Saved entries:
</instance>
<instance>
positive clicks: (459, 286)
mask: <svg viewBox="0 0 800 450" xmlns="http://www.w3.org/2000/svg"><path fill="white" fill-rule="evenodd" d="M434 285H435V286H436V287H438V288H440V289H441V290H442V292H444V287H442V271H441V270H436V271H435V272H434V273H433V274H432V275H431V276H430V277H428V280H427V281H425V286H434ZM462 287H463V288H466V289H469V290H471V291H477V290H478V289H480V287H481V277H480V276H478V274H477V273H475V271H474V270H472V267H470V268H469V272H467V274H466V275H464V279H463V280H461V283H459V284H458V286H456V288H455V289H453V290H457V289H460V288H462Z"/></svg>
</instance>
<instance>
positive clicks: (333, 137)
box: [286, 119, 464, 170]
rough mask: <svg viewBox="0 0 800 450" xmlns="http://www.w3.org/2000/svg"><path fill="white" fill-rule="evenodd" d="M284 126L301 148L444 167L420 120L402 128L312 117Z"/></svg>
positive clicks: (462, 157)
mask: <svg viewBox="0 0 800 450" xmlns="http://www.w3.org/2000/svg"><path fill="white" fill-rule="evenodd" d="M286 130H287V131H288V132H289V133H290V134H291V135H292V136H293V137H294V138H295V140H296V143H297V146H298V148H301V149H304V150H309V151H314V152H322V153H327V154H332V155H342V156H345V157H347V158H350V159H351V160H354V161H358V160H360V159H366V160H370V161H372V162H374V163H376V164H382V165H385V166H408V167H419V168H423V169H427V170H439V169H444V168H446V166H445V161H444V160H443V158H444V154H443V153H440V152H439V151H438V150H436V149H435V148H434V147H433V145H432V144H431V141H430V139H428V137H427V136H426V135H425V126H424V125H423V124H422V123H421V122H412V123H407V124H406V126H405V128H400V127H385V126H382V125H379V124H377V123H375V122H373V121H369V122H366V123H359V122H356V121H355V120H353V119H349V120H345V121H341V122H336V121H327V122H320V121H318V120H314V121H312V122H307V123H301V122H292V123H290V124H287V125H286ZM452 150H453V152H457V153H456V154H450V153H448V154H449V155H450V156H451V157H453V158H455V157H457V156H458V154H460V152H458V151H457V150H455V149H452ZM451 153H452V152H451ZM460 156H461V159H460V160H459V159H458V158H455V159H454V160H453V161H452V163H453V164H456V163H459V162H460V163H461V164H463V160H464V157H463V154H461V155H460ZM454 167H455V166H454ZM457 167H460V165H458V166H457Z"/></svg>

§ Task
Copy out all of the material above again, word for word.

§ Task output
</instance>
<instance>
positive clicks: (459, 286)
mask: <svg viewBox="0 0 800 450" xmlns="http://www.w3.org/2000/svg"><path fill="white" fill-rule="evenodd" d="M434 285H435V286H436V287H438V288H440V289H441V290H442V292H444V287H442V271H441V270H436V271H435V272H434V273H433V274H432V275H431V276H430V277H428V280H427V281H425V286H434ZM462 287H463V288H466V289H469V290H471V291H477V290H478V289H480V287H481V277H480V276H478V274H477V273H475V271H474V270H472V267H470V268H469V272H467V274H466V275H464V279H463V280H461V283H459V284H458V286H456V288H455V289H453V290H457V289H460V288H462Z"/></svg>
</instance>
<instance>
positive clicks: (333, 137)
box: [286, 119, 464, 170]
rough mask: <svg viewBox="0 0 800 450" xmlns="http://www.w3.org/2000/svg"><path fill="white" fill-rule="evenodd" d="M284 126L301 148L444 167L420 120L402 128L312 117Z"/></svg>
positive clicks: (462, 157)
mask: <svg viewBox="0 0 800 450" xmlns="http://www.w3.org/2000/svg"><path fill="white" fill-rule="evenodd" d="M286 130H287V131H288V132H289V133H290V134H291V135H292V136H293V137H294V138H295V140H296V143H297V146H298V148H301V149H304V150H309V151H314V152H322V153H327V154H332V155H342V156H345V157H347V158H350V159H351V160H354V161H358V160H360V159H366V160H370V161H372V162H374V163H376V164H382V165H385V166H408V167H419V168H423V169H427V170H439V169H444V168H446V166H445V161H444V160H443V158H444V154H443V153H440V152H439V151H438V150H436V149H435V148H434V147H433V145H432V144H431V141H430V139H428V137H427V136H426V135H425V126H424V125H423V124H422V123H421V122H412V123H407V124H406V126H405V128H400V127H385V126H382V125H379V124H377V123H375V122H373V121H369V122H366V123H359V122H356V121H355V120H353V119H349V120H345V121H341V122H336V121H327V122H320V121H318V120H314V121H312V122H307V123H301V122H292V123H290V124H287V125H286ZM452 150H453V152H457V153H456V154H450V153H448V154H449V155H450V156H451V157H453V158H455V157H457V156H458V154H460V152H458V151H457V150H455V149H452ZM451 153H452V152H451ZM460 156H461V159H460V160H459V159H458V158H455V159H454V160H453V161H452V163H453V164H456V163H459V162H460V163H461V164H463V160H464V157H463V154H461V155H460ZM454 167H455V166H454ZM457 167H460V165H458V166H457Z"/></svg>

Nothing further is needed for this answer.